# Qa1 Double adjustable coil overs



## brooknice (Jan 9, 2013)

Hello I am looking to change me set up on my 69 GtO convertible. I have the Hotchkis 2 inch drop springs and Detroit speed control arms with Hotchkis shocks. I live in New York City and the roads are the worst. I was looking to try and get a better ride but not give up one handling or cornering. Any suggestions would be great. I was thinking of going with the QA1 double adjustable coil over with a 450lbs spring rate. I did some research and the Hotchkis is like a 500 spring rate and I am tired of bottom out. it handles great but it is beating up my control arms and sway bar. and any thing else under the bottom. Do you think with the coil over and the 450 spring rate will help and will it still be able to handle and corner. Any help would be great please. I just spoke to my mechanic and he said to change the springs he said coilovers ride suck they are very hard on the car. any input would be great. Thanks.

Rows from a box labeling dataset

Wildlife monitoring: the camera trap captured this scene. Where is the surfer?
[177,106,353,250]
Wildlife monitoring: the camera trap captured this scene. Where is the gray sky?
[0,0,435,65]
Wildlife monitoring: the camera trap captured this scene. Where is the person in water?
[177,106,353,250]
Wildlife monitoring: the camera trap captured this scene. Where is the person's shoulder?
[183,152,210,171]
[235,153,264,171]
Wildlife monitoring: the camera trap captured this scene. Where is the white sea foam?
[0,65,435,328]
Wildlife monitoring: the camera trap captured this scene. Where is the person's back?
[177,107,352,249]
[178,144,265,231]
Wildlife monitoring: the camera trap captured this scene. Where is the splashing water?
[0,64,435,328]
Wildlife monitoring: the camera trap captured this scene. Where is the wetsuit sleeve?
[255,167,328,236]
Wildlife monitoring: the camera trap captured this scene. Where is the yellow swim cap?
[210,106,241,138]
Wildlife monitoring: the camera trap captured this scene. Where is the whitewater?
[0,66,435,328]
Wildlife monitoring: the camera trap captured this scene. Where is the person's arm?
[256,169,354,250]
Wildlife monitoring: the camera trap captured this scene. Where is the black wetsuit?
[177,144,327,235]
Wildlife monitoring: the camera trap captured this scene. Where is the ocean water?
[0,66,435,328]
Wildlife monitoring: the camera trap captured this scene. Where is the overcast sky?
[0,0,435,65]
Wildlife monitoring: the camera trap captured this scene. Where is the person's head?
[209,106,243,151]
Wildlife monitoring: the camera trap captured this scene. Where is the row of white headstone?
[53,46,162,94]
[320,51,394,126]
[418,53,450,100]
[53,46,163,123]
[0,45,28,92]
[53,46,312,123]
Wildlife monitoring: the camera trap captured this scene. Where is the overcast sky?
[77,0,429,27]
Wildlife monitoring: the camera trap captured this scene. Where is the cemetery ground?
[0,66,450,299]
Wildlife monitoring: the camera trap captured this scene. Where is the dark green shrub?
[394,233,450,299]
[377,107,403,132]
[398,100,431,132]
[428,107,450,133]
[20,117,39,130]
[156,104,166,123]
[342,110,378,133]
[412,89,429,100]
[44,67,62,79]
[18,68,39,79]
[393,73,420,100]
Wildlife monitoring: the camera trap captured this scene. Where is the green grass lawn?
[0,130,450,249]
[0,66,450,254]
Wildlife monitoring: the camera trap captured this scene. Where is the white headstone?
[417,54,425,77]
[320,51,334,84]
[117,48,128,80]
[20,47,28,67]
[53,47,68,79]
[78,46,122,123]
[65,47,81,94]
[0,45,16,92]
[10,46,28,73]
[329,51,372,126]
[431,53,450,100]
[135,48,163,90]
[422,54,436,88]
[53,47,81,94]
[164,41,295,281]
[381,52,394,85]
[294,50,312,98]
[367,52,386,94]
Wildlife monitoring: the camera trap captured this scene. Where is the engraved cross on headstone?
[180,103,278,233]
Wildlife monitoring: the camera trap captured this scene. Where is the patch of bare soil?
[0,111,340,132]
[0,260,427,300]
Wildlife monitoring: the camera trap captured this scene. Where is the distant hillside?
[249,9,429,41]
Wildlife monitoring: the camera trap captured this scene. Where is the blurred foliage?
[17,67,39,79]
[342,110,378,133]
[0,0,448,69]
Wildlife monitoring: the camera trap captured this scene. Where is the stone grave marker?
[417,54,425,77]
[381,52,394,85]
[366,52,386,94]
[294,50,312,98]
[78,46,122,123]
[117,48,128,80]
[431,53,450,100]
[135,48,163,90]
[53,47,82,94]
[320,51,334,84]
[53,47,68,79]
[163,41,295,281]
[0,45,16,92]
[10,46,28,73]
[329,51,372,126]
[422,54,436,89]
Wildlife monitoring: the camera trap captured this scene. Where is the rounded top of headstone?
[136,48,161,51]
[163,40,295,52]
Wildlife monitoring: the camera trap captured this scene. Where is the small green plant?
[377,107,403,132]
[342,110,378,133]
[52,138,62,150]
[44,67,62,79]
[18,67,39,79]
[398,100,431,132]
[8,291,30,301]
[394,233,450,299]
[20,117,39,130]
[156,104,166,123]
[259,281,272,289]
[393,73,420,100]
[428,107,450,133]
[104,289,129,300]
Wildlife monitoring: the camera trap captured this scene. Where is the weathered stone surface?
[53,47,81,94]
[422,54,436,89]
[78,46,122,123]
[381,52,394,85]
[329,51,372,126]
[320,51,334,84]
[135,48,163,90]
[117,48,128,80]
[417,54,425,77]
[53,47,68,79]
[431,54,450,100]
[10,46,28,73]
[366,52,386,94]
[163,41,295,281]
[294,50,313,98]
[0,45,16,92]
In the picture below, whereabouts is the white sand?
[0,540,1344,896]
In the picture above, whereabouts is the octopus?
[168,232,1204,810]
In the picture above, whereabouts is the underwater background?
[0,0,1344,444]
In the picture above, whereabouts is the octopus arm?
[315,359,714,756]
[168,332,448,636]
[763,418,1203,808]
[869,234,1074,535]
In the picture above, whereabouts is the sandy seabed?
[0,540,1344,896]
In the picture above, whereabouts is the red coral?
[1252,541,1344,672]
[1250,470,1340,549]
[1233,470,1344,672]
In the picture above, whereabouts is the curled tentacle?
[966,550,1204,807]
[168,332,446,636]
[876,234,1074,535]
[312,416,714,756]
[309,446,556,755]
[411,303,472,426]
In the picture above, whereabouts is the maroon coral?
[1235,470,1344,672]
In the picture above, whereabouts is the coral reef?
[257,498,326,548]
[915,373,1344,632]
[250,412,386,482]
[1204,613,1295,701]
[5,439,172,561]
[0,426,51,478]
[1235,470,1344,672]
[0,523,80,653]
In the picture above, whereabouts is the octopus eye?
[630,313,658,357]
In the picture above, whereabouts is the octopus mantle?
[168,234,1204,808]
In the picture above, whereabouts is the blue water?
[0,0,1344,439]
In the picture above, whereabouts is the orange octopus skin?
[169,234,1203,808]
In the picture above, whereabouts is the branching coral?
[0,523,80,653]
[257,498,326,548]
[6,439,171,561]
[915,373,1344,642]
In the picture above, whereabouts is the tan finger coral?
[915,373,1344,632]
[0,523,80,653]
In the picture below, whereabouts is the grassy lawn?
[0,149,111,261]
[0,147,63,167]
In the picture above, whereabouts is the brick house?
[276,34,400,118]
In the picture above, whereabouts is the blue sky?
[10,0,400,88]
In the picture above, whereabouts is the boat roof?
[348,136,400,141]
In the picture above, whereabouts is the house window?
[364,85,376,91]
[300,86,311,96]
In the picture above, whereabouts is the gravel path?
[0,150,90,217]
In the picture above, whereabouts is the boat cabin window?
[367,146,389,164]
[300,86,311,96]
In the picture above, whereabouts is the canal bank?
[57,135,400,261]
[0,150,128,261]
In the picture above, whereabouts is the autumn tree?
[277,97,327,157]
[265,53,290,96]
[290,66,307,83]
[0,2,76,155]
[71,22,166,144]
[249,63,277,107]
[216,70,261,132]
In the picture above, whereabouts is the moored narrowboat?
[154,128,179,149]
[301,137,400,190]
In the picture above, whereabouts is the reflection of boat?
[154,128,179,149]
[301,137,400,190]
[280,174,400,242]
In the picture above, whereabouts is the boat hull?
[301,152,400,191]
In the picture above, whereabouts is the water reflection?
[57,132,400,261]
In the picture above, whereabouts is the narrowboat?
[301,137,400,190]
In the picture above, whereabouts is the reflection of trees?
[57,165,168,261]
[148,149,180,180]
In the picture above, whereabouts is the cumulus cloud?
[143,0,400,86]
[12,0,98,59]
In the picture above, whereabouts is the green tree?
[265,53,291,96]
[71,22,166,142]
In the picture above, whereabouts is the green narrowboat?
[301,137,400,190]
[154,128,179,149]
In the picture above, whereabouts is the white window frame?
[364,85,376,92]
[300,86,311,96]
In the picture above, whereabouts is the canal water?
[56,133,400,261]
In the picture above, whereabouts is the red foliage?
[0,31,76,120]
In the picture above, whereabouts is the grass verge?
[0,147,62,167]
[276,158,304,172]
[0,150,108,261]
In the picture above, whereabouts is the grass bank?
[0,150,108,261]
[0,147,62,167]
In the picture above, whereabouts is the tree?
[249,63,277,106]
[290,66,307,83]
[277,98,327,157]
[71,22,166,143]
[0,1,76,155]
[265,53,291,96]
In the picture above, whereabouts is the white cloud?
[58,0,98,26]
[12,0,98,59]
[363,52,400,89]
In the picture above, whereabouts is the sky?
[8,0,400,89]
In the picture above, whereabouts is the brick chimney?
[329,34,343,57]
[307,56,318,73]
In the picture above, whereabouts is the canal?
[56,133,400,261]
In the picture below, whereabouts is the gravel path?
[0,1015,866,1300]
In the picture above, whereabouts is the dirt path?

Objective 1
Do these statements agree with the forum post about QA1 coil overs? Answer yes or no for each, and quote the deciding words from the post.
(a) The poster's car is a 1969 GTO convertible.
(b) The mechanic advised switching to coilovers.
(c) The poster's current setup handles poorly.
Objective 2
In the forum post about QA1 coil overs, what spring rate does the poster plan to pair with the QA1 double adjustable coil over?
Objective 3
Continue the forum post about QA1 coil overs from where it stops.

Written reply 1
(a) Yes: "my 69 GtO convertible"
(b) No: "he said coilovers ride suck they are very hard on the car"
(c) No: "it handles great but it is beating up my control arms and sway bar"

Written reply 2
450lbs

Written reply 3
----------



## BearGFR (Aug 25, 2008)

I would think that coilover ride quality would be determined by how well the setup was matched to the car, and how well they were set up. I tend to discount a blanket statement like "all coilovers suck".

I bet you that QA1 has a tech line of some sort. I'd contact them and talk things over with them for recommendations. Be prepared with your actual vehicle weight ("4 corner" weights would be even better) and what your priorities are. i.e. Do you want a 'slot racer' or a cushy ride?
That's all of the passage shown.